→ **PROBLEM STATEMENT**
Transfer every line from the line with "the dolphin in" up to and including the final line of the rows below. Add 88 to each coordinate in the answer points, and leave all other numbers unchanged.

→ **EXERCISE MATERIAL**
## Begin
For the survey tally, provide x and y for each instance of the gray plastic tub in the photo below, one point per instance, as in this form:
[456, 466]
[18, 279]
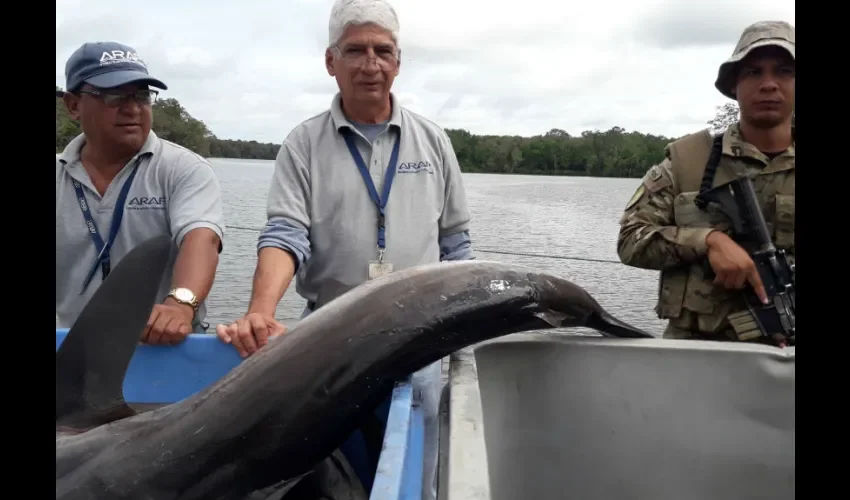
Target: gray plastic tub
[545, 417]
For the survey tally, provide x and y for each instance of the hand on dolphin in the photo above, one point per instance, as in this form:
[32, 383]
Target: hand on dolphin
[250, 332]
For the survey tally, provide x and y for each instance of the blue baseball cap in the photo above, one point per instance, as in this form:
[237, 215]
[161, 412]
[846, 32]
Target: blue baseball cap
[106, 65]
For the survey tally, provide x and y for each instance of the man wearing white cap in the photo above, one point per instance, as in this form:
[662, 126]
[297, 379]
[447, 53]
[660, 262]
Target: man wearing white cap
[360, 190]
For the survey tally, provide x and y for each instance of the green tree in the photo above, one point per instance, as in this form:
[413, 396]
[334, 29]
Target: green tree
[610, 153]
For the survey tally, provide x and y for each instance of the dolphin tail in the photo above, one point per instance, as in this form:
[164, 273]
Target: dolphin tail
[92, 361]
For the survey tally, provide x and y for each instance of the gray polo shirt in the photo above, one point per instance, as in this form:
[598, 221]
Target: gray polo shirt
[320, 210]
[174, 192]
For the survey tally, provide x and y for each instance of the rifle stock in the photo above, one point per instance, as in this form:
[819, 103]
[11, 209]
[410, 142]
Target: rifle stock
[737, 201]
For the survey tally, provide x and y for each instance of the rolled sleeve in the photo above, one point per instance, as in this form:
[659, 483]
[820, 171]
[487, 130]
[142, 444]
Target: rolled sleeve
[287, 236]
[455, 217]
[195, 202]
[456, 246]
[288, 212]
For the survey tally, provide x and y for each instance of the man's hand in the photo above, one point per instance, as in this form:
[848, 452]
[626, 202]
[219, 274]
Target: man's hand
[732, 265]
[250, 332]
[170, 323]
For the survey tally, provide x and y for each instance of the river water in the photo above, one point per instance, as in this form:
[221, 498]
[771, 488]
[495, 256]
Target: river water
[574, 217]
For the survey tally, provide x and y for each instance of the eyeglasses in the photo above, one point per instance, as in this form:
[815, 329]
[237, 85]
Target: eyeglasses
[113, 99]
[357, 57]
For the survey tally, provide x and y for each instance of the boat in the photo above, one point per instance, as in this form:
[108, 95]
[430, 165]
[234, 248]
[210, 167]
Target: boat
[160, 375]
[554, 416]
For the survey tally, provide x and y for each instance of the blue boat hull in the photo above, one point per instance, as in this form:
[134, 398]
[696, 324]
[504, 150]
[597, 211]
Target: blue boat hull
[164, 375]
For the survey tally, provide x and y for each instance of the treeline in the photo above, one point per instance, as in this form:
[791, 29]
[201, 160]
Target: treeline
[610, 153]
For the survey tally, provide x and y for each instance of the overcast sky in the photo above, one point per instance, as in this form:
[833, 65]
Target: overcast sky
[253, 69]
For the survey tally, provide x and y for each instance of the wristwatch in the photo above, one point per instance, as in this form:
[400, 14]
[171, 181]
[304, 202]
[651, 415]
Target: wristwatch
[184, 296]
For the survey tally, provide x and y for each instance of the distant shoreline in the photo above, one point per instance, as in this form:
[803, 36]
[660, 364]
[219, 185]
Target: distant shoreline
[613, 153]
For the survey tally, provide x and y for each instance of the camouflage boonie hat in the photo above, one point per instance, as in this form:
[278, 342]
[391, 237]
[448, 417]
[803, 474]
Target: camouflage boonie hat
[761, 34]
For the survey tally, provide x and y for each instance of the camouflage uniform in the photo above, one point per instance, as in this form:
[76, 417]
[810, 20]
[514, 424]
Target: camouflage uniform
[663, 229]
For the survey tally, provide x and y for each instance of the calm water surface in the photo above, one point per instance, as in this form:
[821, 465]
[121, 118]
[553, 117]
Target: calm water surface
[557, 216]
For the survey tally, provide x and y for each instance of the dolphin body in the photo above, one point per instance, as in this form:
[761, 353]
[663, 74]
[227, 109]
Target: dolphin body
[290, 405]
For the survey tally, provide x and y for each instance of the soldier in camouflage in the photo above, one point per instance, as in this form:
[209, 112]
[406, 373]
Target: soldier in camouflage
[663, 229]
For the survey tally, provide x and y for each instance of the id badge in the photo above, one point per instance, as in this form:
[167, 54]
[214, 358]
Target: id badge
[378, 269]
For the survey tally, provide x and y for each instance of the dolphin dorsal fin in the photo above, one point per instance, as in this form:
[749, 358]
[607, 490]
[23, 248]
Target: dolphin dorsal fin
[92, 361]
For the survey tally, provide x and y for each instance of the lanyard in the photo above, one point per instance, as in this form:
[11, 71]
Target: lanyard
[102, 258]
[380, 202]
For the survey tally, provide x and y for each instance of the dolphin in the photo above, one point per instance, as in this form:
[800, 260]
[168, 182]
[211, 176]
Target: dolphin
[296, 400]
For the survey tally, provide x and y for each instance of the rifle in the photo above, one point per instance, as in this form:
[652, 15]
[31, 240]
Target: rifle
[737, 200]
## End
→ **EXERCISE ANSWER**
For the survey tally, provide x and y for each instance of the dolphin in the photo above, one point per instance, as in this form:
[800, 260]
[168, 182]
[211, 176]
Target: dolphin
[384, 488]
For the survey tally, provide x and y for each instance of the rifle in the photo above, one point per instance, as in this form:
[652, 15]
[31, 240]
Target: rifle
[825, 288]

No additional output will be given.